■ **MATERIAL FOR THIS TASK**:
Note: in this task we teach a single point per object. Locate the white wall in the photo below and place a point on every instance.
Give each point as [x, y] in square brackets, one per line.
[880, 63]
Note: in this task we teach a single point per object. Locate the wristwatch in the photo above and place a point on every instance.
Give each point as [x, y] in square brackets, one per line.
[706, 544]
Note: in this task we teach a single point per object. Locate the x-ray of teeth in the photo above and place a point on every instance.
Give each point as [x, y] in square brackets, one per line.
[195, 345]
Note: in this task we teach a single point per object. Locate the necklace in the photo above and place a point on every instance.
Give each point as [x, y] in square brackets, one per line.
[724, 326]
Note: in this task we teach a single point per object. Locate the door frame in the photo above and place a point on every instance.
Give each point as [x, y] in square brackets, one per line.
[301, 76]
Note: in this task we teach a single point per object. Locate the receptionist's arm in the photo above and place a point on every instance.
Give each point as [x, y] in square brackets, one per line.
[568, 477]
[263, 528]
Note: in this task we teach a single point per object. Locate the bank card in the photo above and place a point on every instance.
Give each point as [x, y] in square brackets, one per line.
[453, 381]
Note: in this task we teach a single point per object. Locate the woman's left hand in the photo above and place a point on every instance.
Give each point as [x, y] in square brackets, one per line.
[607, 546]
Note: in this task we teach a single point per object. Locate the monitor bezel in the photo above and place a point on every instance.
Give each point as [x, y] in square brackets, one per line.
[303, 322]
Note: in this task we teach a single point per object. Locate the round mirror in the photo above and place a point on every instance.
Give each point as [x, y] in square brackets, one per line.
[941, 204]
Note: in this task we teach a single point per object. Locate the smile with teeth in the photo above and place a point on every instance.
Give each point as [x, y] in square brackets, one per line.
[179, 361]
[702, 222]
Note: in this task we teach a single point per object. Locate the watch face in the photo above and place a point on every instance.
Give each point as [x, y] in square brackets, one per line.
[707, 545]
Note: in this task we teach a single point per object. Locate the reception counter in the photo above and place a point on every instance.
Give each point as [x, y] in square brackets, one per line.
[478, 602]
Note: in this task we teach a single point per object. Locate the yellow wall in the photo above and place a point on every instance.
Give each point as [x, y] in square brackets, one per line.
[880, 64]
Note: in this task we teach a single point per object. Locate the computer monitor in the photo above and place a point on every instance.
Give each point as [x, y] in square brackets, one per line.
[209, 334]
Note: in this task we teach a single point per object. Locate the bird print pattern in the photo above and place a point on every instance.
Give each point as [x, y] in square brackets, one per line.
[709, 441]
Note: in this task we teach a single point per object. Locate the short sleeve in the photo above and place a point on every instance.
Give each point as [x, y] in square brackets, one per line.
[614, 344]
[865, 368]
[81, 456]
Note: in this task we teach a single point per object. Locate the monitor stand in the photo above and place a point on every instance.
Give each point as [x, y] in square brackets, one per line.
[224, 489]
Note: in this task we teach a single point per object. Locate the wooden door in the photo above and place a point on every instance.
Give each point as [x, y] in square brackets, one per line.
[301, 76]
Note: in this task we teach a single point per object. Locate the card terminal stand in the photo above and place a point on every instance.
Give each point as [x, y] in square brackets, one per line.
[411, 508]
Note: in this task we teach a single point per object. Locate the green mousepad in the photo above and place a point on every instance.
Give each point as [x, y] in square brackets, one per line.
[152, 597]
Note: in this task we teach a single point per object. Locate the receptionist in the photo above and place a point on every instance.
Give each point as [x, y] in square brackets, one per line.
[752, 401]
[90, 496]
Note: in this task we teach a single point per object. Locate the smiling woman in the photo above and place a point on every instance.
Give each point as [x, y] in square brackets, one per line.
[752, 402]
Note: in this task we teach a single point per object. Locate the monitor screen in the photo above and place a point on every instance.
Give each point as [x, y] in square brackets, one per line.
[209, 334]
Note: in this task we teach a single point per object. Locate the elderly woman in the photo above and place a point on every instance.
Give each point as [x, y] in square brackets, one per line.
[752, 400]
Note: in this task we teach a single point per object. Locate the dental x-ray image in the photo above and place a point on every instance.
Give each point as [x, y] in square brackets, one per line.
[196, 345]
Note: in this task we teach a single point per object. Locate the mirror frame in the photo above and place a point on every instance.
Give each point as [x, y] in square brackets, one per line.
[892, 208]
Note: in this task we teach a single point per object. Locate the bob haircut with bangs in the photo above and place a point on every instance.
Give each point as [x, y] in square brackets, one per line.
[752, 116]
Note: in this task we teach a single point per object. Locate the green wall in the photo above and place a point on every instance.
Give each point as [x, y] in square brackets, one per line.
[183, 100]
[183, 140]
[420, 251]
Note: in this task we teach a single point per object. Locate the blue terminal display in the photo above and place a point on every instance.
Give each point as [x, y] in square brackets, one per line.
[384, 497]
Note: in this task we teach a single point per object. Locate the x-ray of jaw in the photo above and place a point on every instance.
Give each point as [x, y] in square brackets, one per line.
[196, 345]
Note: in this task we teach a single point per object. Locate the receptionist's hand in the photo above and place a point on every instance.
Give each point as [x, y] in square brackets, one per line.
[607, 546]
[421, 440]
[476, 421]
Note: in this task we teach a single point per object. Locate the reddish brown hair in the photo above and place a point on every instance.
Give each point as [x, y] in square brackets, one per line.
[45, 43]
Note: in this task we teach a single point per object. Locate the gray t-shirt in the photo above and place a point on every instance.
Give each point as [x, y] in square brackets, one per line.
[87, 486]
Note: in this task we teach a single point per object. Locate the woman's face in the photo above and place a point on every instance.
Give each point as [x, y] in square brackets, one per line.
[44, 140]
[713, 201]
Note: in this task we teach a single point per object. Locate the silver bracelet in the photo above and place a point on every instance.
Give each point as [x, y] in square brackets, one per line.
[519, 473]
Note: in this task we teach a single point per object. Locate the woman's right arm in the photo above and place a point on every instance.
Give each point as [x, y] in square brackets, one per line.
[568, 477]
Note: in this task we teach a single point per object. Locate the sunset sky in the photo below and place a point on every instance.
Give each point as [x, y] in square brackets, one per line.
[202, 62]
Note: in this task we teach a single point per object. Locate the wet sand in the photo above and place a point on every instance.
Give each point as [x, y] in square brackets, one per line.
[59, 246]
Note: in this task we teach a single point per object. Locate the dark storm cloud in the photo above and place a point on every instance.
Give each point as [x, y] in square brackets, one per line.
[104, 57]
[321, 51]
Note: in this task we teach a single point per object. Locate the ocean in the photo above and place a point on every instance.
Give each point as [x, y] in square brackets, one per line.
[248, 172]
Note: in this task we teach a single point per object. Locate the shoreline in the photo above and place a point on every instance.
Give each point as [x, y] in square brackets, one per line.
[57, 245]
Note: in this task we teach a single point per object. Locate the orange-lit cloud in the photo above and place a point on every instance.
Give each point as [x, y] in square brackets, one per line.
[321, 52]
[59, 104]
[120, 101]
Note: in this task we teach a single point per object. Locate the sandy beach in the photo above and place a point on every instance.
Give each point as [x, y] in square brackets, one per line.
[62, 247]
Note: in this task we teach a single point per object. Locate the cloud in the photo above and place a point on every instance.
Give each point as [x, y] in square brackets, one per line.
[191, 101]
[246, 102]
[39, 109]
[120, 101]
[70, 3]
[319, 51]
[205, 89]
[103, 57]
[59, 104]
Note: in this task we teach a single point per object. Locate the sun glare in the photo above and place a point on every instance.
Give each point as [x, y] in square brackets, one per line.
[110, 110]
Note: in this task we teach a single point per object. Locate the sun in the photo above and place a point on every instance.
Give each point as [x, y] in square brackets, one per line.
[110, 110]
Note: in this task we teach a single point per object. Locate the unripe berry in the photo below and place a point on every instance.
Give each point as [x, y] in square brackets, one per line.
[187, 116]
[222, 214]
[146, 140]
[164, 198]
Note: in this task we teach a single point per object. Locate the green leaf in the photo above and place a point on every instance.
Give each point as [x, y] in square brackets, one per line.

■ **WHAT THIS TASK INVOLVES**:
Reproduce all of the material above verbatim, line by line and in its original order.

■ **OUTPUT FOR THIS TASK**:
Note: in this task we teach a single point per object. Locate the white wall in the photo below and place a point on every instance.
Give each point as [x, y] in square brackets, one per line.
[880, 63]
Note: in this task we teach a single point per object. Locate the wristwatch in the photo above and place a point on every instance.
Give each point as [x, y] in square brackets, one per line.
[706, 544]
Note: in this task we teach a single point per object. Locate the x-ray of teeth in the photo above and place a point on every instance.
Give each point as [x, y] in square brackets, one per line.
[195, 345]
Note: in this task we teach a single point per object. Locate the necklace in the photo above and place a point on every instance.
Give each point as [x, y] in square brackets, one per line.
[724, 326]
Note: in this task we teach a single point per object. Locate the door frame in the photo above and place a point on every instance.
Give each point as [x, y] in square brackets, one per line.
[301, 76]
Note: in this task we teach a single point per object. Locate the receptionist's arm in the photo above and place a point on every instance.
Give each point as [x, y] in square brackets, one per line.
[568, 477]
[263, 528]
Note: in this task we teach a single point per object. Locate the bank card in the photo above and place a point on every instance.
Give each point as [x, y] in square brackets, one per line.
[453, 381]
Note: in this task we teach a single point per object. Locate the woman's left hand in the photo above and place a point on every instance.
Give each point as [x, y] in square brackets, one per line.
[607, 546]
Note: in this task we teach a single point per object. Locate the monitor bezel in the photo above and place a point on every instance.
Give each point as [x, y] in square brackets, one per line.
[303, 322]
Note: in this task we teach a single point per object. Locate the round mirror in the photo above and place a point on every instance.
Give each point as [x, y] in square brackets, one per line.
[941, 204]
Note: in this task we teach a single point per object. Locate the smile with teeth in the photo above and place a point on every instance.
Give each point as [x, y] in square brackets, one per line.
[179, 361]
[702, 222]
Note: in this task we teach a single point per object. Locate the watch face in the photo above and place a point on every instance.
Give each point as [x, y] in square brackets, one per line.
[707, 545]
Note: in this task we teach a single point per object. Locate the reception counter in the photo above and place a point on every instance.
Give each point as [x, y] in square brackets, one per line.
[478, 602]
Note: in this task we teach a single point per object. Locate the yellow wall in the photo above and place a point on every instance.
Give each point as [x, y] in square brackets, one per line.
[880, 64]
Note: in this task we teach a single point per object. Locate the computer monitor in the photo above and place a point on every instance.
Give each point as [x, y] in square brackets, one per line.
[209, 334]
Note: in this task we teach a single point per object. Locate the bird print pattern in the photo above and place a point on every instance.
Give each point as [x, y] in square brackets, one per line.
[709, 441]
Note: in this task we teach a single point per object. Locate the short sleeve in the photo above and place a point on every instance.
Give each point as [x, y] in square brackets, one per line.
[614, 344]
[865, 368]
[81, 456]
Note: in this task we teach a single point per object. Locate the monitor stand in the photo above and place a point on every instance.
Give each point as [x, y] in square brackets, one per line.
[224, 489]
Note: in this task we teach a single point per object. Locate the wooden door in the photo above and place a point on every instance.
Give each point as [x, y] in square brackets, one per line.
[301, 76]
Note: in this task we teach a single point per object. Locate the card terminal stand in the photo above and place a point on every instance.
Give each point as [x, y] in square brackets, one per line.
[411, 508]
Note: in this task we teach a single point per object. Locate the green mousepad in the photo above and place a point on every instance.
Give each point as [x, y] in square brackets, one per line.
[152, 597]
Note: in this task we teach a single point per object. Locate the receptionist in the photo above and place a point on every instance.
Give each point as [x, y] in square brackets, one per line.
[752, 401]
[90, 496]
Note: in this task we teach a single point per object. Locate the smiling woman in the photo above and place a point on every instance.
Give each point as [x, y] in square brackets, one per line.
[752, 402]
Note: in this task we teach a single point per object. Locate the monitor screen in the photo above and place a point on every instance.
Give each point as [x, y] in square brackets, one per line.
[209, 334]
Note: in this task we teach a single point per object. Locate the elderly woman in the photo above and place a point on every instance.
Give each point as [x, y] in square brackets, one per line.
[752, 400]
Note: in this task we teach a single point per object. Locate the dental x-ray image in the photo above and place a point on every instance.
Give each point as [x, y] in square brackets, one per line.
[196, 345]
Note: in this task we teach a single point per object. Locate the mirror frame in the photo above and place a point on every instance.
Give each point as [x, y] in square brackets, one per line.
[892, 208]
Note: in this task we teach a single point per object. Locate the bob haircut with bangs in the photo above and place a point on every instance.
Give each point as [x, y] in square brackets, one per line.
[752, 116]
Note: in this task we teach a single point per object. Locate the green wall in the photo above and place a point on every instance.
Give each point as [x, y] in square brackets, one per line.
[183, 100]
[183, 140]
[420, 251]
Note: in this task we teach a single point per object. Locate the blue terminal display in the photo above and place a point on every instance.
Give each point as [x, y] in square brackets, one per line.
[384, 497]
Note: in this task we teach a single point per object. Locate the x-ray of jaw in the photo above and place a point on every instance.
Give each point as [x, y] in square brackets, one per line.
[196, 345]
Note: in this task we teach a single point per object. Locate the receptionist's hand in the photo above and place a point on every instance.
Give each point as [x, y] in square brackets, one per line.
[607, 546]
[421, 440]
[476, 421]
Note: in this task we teach a single point per object. Locate the reddish brown hair in the photo above and place a point on every instance.
Give each point as [x, y] in square brackets, one per line.
[45, 43]
Note: in this task we teach a single point per object. Locate the gray t-shirt in the photo above and place a point on every instance.
Give each point as [x, y] in square brackets, one per line.
[87, 486]
Note: in this task we teach a single point per object. Locate the woman's face in the photo above and place a point on every instance.
Give each point as [x, y] in square brackets, one per line.
[44, 140]
[713, 201]
Note: in this task we teach a single point per object. Locate the silver bracelet in the photo above and place a point on every instance.
Give each point as [x, y] in square brackets, one per line.
[519, 473]
Note: in this task we teach a single point per object. Locate the woman's right arm in the photo above and place a point on every instance.
Give each point as [x, y] in square brackets, one per line.
[568, 477]
Note: in this task we teach a single point per object. Locate the sunset sky in the photo below and place a point on every instance.
Give each point as [x, y] in square brackets, one per line.
[202, 62]
Note: in this task we teach a single point per object. Locate the wet sand in the photo above and place a point on every instance.
Give each point as [x, y] in square brackets, one per line.
[59, 246]
Note: in this task we teach a single point per object. Locate the dark storm cloud in the photo above and place a point on every instance.
Give each point as [x, y] in square brackets, one per line.
[104, 57]
[321, 51]
Note: in this task we teach a single point per object. Locate the ocean in the photo above and place a point on every instance.
Give each point as [x, y] in square brackets, one per line.
[248, 172]
Note: in this task we teach a single point per object. Locate the shoreline in the photo above and place a point on every instance.
Give each point as [x, y] in square brackets, one per line.
[57, 245]
Note: in this task we teach a single point per object. Locate the orange-lit cloud in the photo above and place a point on every instance.
Give each point as [x, y] in square brackets, one per line.
[321, 52]
[59, 104]
[120, 101]
Note: in this task we teach a single point per object. Locate the sandy beach in the photo above and place a point on every instance.
Give each point as [x, y] in square brackets, one per line.
[62, 247]
Note: in this task we teach a single point per object. Locate the cloud in the photo above and place a point on every instance.
Give each point as [x, y] in square brackets, one per line.
[191, 101]
[246, 102]
[39, 109]
[120, 101]
[70, 3]
[319, 51]
[205, 89]
[103, 57]
[59, 104]
Note: in this task we teach a single point per object. Locate the sun glare in the photo above and place a point on every instance.
Give each point as [x, y] in square brackets, one per line.
[110, 110]
Note: in this task we teach a single point per object. Locate the sun in the photo above and place a point on every instance.
Give each point as [x, y] in square brackets, one per line.
[110, 110]
Note: in this task we teach a single point per object. Locate the unripe berry in the photo below and place a point on every instance.
Give each point as [x, y] in square brackets, one per line.
[187, 116]
[222, 214]
[146, 140]
[164, 198]
Note: in this task we teach a single point per object. Locate the green leaf in the photo above and place a point on every instance.
Give each point as [x, y] in square brackets, one per line.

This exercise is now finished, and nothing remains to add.